## [Tasks to carry out]
**1)** Echo the Shaq contract passage word for word, everything from "What I liked" down to "working with him.".
**2)** Name every team mentioned in the passage on Shaq's contract.

--- START OF Supplied passage ---

After the Magic got swept by an all-time great Bulls team in 1996, Shaq’s new contract became the top storyline in Orlando. The doc really dug into all the elements that led to Shaq leaving for the Lakers. Getting an interview with his agent, Leonard Armato, was key. He was sort of billed as the villain in all of this. He does fit the description. Between the blazer/$300 collar-less shirt combo and the way he spoke, everything about him wreaked of “Hollywood big-timer.”

What I liked was that they introduced that after Shaq was drafted. The aforementioned drama about getting him to sign was rooted in the belief that Armato was working behind the scenes to force a trade to the Lakers. Ultimately, that didn’t happen, though you got the impression that the Magic front office didn’t exactly look forward to working with him.

--- END OF Supplied passage ---
--- START OF Provided records ---

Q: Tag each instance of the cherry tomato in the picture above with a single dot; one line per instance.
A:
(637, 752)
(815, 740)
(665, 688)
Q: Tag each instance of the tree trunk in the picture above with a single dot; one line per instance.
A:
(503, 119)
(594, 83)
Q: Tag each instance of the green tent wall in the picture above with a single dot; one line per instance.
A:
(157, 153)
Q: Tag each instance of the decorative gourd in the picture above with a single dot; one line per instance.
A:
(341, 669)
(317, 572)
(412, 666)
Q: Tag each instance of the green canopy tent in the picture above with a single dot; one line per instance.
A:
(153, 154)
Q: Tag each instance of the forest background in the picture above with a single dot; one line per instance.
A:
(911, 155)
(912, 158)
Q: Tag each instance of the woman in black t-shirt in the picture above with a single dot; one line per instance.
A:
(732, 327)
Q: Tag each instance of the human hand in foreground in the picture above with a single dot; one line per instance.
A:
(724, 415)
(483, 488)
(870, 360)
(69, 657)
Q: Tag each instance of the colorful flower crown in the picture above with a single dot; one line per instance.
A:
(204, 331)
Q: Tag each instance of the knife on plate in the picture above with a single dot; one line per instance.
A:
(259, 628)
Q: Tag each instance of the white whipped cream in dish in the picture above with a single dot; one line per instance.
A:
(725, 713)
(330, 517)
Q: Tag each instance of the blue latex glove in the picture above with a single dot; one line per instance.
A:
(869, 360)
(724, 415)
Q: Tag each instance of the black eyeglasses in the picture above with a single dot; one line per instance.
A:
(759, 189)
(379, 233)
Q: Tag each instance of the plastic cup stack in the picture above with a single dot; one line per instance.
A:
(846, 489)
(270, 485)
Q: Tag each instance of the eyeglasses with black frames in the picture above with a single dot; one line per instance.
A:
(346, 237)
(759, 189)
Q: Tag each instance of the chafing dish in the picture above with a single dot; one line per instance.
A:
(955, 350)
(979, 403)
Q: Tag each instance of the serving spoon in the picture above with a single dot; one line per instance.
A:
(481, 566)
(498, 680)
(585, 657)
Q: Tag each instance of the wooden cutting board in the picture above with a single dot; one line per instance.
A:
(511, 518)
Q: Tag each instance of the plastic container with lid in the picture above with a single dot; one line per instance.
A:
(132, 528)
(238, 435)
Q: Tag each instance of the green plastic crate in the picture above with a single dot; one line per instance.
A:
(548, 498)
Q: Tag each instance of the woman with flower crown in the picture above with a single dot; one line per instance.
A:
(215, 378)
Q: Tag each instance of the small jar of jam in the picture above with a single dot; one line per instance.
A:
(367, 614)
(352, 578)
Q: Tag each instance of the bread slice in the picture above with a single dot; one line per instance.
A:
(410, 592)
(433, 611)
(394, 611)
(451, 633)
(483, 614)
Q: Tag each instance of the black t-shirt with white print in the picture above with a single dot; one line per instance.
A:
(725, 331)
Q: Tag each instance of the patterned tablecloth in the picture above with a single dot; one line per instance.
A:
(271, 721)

--- END OF Provided records ---

## [The answers]
**1)**
What I liked was that they introduced that after Shaq was drafted. The aforementioned drama about getting him to sign was rooted in the belief that Armato was working behind the scenes to force a trade to the Lakers. Ultimately, that didn’t happen, though you got the impression that the Magic front office didn’t exactly look forward to working with him.

**2)** Magic, Bulls, Lakers